## PROMPT
Render everything in the data below from the line containing "Definition for annotators: for every instance of the wooden" down to the line containing "[[841, 768], [863, 767]]" as a numbered list, including both of those lines and leaving out blank lines.

## DATA FOR THIS EXERCISE
*-*-*

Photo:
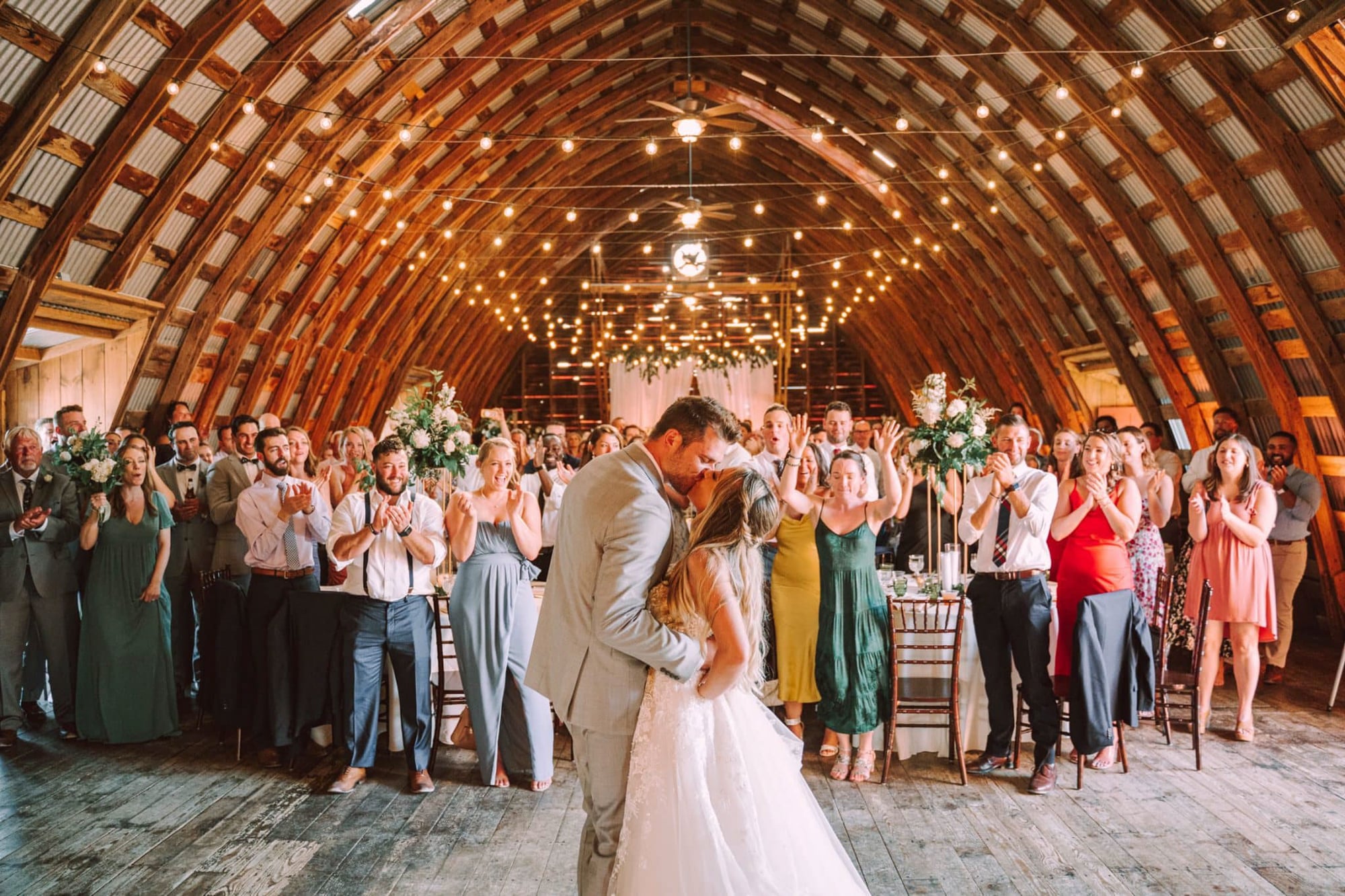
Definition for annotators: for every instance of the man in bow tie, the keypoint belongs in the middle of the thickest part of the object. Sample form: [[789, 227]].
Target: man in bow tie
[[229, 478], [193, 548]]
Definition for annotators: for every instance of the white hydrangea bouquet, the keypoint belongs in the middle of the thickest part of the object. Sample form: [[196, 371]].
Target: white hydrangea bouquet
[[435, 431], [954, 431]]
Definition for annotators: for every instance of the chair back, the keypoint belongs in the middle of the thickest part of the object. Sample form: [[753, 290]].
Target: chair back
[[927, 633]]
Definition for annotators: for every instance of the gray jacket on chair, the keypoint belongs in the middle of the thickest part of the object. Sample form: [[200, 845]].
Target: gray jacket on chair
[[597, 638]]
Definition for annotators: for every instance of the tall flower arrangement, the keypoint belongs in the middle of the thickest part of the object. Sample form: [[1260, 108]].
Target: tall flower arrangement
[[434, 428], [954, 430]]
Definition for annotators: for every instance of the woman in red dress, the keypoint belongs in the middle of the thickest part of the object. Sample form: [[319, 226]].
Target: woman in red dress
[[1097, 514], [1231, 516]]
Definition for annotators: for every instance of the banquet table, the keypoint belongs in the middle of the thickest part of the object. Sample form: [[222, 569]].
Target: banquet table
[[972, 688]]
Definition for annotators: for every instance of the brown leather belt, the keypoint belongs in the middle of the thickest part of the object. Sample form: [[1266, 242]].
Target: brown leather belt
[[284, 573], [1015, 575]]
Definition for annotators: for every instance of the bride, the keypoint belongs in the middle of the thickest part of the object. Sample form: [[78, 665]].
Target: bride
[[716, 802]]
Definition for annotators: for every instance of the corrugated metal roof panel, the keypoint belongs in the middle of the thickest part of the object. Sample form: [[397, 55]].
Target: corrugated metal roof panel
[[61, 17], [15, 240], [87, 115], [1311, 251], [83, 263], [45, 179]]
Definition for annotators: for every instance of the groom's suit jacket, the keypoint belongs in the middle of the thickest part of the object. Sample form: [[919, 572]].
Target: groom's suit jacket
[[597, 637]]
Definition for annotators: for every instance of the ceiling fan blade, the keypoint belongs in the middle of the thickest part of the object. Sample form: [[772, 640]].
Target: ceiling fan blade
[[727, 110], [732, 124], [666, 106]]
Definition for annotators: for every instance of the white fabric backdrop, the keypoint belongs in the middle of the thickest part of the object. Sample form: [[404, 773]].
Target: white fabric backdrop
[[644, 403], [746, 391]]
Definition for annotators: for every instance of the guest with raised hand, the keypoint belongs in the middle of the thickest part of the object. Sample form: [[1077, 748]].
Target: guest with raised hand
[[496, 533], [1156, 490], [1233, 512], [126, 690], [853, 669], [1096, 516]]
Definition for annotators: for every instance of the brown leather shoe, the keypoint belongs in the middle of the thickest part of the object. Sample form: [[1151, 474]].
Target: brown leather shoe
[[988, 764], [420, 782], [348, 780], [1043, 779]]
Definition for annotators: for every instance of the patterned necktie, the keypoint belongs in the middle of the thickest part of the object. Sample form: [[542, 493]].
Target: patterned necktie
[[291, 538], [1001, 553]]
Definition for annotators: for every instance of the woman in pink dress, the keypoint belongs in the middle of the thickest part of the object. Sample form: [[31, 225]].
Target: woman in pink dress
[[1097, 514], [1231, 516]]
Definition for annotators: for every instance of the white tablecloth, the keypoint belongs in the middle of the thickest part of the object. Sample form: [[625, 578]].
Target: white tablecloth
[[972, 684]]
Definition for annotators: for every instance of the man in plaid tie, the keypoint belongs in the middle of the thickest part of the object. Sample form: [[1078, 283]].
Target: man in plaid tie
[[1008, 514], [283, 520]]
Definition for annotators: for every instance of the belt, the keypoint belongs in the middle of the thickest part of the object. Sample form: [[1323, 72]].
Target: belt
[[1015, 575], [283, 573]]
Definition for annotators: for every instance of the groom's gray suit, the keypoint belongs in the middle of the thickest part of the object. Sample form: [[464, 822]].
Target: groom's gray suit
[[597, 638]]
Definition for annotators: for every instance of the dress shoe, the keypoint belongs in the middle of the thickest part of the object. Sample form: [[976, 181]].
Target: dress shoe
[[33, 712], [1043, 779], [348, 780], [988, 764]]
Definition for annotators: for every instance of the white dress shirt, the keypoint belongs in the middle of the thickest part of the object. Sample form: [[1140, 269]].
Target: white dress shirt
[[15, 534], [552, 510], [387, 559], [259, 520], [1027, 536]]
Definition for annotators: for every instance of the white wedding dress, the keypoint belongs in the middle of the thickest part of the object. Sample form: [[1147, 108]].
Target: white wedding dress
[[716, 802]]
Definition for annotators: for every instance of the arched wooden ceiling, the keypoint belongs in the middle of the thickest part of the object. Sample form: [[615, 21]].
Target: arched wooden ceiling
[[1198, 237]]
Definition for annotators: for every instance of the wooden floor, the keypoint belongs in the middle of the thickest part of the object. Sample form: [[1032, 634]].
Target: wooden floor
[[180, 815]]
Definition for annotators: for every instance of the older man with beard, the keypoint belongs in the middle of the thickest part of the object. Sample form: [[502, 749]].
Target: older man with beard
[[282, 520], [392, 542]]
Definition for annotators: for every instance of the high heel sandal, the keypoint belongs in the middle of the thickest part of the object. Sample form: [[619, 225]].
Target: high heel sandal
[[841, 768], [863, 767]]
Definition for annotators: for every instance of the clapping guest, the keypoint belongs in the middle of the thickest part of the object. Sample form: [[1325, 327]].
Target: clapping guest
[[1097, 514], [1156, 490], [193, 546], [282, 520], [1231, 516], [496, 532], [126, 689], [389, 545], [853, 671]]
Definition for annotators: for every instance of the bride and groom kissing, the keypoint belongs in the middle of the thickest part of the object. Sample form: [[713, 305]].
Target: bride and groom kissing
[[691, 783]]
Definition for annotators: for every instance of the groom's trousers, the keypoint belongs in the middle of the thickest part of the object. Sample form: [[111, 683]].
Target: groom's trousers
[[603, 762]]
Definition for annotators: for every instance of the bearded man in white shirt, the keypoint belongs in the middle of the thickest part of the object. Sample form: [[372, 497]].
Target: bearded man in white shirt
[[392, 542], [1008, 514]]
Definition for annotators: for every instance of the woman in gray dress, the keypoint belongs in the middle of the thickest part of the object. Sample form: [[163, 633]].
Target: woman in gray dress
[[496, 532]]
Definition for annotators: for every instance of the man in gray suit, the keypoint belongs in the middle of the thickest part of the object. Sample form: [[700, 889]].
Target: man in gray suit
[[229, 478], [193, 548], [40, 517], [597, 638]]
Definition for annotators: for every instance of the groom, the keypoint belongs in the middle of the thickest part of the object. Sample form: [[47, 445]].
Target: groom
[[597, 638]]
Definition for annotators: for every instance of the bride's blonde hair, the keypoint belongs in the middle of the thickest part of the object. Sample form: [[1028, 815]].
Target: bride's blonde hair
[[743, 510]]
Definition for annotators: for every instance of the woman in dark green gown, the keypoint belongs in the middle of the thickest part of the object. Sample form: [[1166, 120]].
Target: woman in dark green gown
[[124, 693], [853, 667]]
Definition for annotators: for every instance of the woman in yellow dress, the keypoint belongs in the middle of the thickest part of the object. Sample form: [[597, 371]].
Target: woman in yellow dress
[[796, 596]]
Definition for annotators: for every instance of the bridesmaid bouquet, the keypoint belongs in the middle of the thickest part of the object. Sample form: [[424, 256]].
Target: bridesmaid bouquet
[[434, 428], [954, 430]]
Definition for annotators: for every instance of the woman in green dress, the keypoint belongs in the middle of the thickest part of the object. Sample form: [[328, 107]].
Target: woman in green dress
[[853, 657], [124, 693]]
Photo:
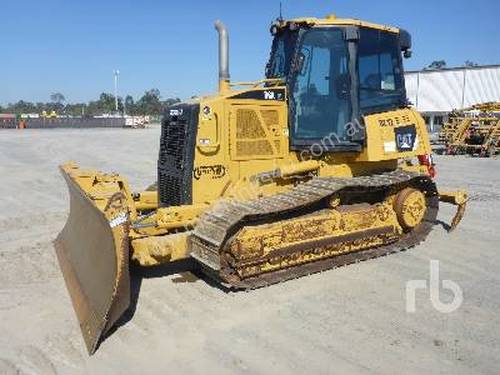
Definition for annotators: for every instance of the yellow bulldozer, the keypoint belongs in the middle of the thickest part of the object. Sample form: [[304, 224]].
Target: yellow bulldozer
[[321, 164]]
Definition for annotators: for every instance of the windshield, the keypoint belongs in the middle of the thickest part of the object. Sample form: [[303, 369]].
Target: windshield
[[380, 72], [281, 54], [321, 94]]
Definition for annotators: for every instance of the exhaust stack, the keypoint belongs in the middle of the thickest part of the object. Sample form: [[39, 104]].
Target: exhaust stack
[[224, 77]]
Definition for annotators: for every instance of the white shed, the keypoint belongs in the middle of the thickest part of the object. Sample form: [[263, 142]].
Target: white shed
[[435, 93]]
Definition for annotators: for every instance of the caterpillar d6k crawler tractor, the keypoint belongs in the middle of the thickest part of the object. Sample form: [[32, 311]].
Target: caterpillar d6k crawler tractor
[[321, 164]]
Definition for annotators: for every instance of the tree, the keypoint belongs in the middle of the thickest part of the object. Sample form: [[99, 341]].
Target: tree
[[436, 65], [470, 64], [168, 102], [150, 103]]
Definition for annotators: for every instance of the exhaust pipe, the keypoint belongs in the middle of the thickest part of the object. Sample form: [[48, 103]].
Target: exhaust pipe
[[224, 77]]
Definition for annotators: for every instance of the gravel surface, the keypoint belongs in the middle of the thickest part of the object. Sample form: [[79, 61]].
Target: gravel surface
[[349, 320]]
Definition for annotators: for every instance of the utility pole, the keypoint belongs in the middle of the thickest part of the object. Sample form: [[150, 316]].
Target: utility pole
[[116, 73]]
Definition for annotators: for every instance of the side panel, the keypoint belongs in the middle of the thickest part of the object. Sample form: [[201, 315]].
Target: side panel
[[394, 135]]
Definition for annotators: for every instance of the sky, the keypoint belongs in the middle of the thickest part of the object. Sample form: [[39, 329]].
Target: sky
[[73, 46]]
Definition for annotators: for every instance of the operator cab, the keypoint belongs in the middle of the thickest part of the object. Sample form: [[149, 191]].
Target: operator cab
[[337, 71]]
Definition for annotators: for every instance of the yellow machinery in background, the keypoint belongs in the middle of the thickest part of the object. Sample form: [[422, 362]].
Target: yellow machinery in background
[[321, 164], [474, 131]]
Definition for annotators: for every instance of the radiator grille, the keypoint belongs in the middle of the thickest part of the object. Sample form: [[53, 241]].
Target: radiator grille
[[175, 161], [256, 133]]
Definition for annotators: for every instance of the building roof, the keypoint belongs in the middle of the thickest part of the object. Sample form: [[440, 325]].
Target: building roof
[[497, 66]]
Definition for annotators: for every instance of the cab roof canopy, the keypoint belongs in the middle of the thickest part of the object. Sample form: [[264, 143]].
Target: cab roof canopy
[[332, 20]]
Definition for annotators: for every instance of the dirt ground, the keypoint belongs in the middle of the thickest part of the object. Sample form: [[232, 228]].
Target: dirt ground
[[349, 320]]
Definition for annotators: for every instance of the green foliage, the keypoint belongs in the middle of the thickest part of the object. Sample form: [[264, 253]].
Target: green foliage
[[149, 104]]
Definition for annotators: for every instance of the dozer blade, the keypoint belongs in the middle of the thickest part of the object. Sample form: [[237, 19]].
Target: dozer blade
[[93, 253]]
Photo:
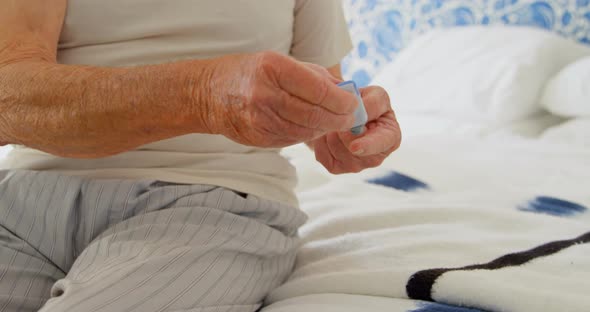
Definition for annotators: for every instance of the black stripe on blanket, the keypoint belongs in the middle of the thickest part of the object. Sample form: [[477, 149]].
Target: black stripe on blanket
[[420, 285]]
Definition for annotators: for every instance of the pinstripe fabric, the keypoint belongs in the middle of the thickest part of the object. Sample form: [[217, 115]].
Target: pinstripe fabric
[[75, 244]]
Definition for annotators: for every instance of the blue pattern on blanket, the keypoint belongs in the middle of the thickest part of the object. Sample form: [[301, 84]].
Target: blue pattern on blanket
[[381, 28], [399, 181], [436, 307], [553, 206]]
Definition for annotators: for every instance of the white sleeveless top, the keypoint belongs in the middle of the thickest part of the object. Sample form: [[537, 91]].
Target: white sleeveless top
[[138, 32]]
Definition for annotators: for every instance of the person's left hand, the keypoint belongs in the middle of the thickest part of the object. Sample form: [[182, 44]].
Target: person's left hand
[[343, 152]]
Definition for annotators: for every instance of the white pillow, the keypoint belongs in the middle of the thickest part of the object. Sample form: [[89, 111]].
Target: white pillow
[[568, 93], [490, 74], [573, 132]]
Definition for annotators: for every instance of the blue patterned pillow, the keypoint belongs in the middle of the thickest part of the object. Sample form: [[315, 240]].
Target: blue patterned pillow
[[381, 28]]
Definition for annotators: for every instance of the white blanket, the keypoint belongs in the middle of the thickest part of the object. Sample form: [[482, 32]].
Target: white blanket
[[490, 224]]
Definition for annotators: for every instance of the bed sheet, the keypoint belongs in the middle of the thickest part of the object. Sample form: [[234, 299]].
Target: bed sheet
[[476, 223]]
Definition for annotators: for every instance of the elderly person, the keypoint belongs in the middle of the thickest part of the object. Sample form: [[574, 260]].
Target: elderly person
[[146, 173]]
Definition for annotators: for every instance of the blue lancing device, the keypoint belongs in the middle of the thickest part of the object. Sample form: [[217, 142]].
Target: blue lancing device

*-*-*

## OUTPUT FOR THIS TASK
1. Definition for annotators: for every instance of the wooden floor, the keypoint belongs in the middle of the thickest part of the object. Sample form: [[1032, 634]].
2. Target: wooden floor
3. [[180, 815]]
4. Definition for annotators: for every instance of the older man with beard, the keypoint belongs in the middle of the thickest part of the object. Sample form: [[502, 749]].
5. Target: older man with beard
6. [[282, 520], [392, 542]]
7. Definition for annotators: for every instance of the high heel sandal, the keypoint belongs in the middle of the thickest part of the object. Sample form: [[619, 225]].
8. Target: high heel sandal
9. [[841, 768], [863, 767]]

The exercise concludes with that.